(Page extract)

Paleo-topography al the LGM, reconstructed solving the SLE (a). The present-day topography, corresponding to ETOPO1, is shown in (b). The global ice thickness distribution according to the GIA model ICE-5G(VM2) is also shown.

Following Mitrovica and Milne (2003), paleobathymetry is reconstructed by performing two nested iterations of the SLE. In the internal iteration, the SLE is solved for a given a priori distribution of bathymetry; in the external one, the bathymetry is updated be means of the pattern of relative sea-level change obtained in the internal iteration. This procedure is performed adopting the “bedrock version” of the one arc-minute resolution ETOPO1 global relief (Amante and Eakins, 2009) as the present-day condition. The Earth's topographies at the LGM and at present time are shown in Fig. 1.

3 Results

We first consider the evolution of aquaterra from a global viewpoint; then we show results obtained for a few regional case studies.

3.1 A global view

A first guess of the global distribution of aquaterra since the LGM is shown in Fig. 2a, where blue pixels mark a grid cells belonging to aquaterra. To obtain this map, which is broadly in agreement with that in Dobson (2014), we have subtracted 127.3 m of water from the globally gridded ETOPO1 distribution, corresponding to the total equivalent sea-level rise since the LGM according to ice model ICE-5G(VM2). Hence, what we have obtained in this way is independent of the history and of the actual geographical distribution of past ice sheets, being determined by the present bathymetry and on the total volume of ice melt since the LGM. Such an approximation is equivalent to assume a spatially uniform (i.e. eustatic) sea-level rise across the ocean basins. Since eustasy implies the assumption of a rigid Earth and of negligible gravitational interactions between the solid Earth, the ice sheets and the oceans (see, e.g., Spada, 2017), the aquaterra map in Fig. 2a has a static rather that a dynamic character. According to the eustatic approximation, the area of aquaterra amounts to 22.5 × 106 km2, i.e. 4.4% of the area of the Earth's surface. Note the limited development of aquaterra below 45° S, due to the relatively narrow and unusually deep Antarctic continental shelf (Padman et al., 2010). Some basic statistics about the spatial distribution of aquaterra are shown in Table 1. A prevalence of aquaterra in the northern hemisphere is also confirmed for the past 120,000 years (Zong, 2015).

Fig. 2

The spatial distribution of aquaterra according to the eustatic (a) and to the dynamic model (b). Major recognised land bridges, i.e. Beringia, Doggerland, Sundaland and Sahul, are also shown. Note that the Mercator projection exaggerates the polar region areas

Table 1

Statistics of the spatial distribution of aquaterra across three latitudinal sectors, according to the dynamic and to the eustatic definition.

(End Page extract)

> [Required tasks]
1 - In the sea-level excerpt, what share of the Earth's surface does aquaterra cover under the eustatic approximation?
2 - Write out the part of the sea-level excerpt starting at "Following Mitrovica and" and ending at "shown in Fig. 1.", word for word.
You won't need the rows for any of this.

(Dataset extract)

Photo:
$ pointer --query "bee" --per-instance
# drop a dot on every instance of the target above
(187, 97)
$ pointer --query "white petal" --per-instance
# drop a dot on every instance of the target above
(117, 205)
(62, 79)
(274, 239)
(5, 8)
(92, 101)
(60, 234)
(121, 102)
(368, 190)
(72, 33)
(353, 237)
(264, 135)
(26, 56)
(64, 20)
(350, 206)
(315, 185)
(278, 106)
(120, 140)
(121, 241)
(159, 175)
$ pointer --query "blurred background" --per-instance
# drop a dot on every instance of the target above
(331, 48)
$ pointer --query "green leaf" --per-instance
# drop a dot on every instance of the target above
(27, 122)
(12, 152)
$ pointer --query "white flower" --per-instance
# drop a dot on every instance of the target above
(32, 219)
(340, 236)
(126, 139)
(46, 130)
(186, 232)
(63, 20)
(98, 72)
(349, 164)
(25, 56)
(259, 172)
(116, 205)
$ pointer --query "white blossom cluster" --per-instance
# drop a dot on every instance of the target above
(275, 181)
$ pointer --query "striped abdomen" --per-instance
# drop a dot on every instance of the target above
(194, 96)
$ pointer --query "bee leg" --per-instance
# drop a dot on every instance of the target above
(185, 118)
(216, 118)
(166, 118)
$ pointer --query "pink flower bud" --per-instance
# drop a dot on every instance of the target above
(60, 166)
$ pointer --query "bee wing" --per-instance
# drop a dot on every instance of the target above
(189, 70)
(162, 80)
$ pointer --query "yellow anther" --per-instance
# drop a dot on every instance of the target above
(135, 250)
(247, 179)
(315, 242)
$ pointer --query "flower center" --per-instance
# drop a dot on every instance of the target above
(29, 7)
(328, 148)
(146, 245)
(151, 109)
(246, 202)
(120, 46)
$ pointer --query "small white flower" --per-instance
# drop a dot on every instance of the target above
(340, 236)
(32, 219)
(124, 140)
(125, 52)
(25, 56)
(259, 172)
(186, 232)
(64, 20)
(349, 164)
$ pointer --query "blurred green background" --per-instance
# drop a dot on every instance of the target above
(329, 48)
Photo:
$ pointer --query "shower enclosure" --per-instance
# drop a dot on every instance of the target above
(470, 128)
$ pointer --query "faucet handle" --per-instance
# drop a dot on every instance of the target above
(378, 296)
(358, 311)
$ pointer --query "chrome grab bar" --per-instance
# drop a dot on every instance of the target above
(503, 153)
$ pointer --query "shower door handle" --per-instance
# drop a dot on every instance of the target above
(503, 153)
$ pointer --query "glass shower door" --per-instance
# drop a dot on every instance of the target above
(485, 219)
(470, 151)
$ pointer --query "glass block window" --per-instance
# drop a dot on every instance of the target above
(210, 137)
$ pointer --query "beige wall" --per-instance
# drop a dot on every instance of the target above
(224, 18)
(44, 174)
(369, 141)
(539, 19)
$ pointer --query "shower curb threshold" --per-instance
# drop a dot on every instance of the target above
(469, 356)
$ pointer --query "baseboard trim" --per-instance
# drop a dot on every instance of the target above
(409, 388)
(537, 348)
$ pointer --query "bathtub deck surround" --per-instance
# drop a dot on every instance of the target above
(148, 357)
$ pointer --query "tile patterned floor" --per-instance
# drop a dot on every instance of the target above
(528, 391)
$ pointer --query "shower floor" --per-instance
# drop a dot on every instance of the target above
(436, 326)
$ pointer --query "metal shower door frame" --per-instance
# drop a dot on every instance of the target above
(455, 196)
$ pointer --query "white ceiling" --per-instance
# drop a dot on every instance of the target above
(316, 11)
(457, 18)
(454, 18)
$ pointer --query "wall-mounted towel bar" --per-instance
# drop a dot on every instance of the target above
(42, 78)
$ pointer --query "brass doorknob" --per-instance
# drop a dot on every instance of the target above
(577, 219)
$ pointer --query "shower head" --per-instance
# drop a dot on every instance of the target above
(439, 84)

(End Dataset extract)

> [Answers provided]
1 - 4.4% of the Earth's surface.

2 -
Following Mitrovica and Milne (2003), paleobathymetry is reconstructed by performing two nested iterations of the SLE. In the internal iteration, the SLE is solved for a given a priori distribution of bathymetry; in the external one, the bathymetry is updated be means of the pattern of relative sea-level change obtained in the internal iteration. This procedure is performed adopting the “bedrock version” of the one arc-minute resolution ETOPO1 global relief (Amante and Eakins, 2009) as the present-day condition. The Earth's topographies at the LGM and at present time are shown in Fig. 1.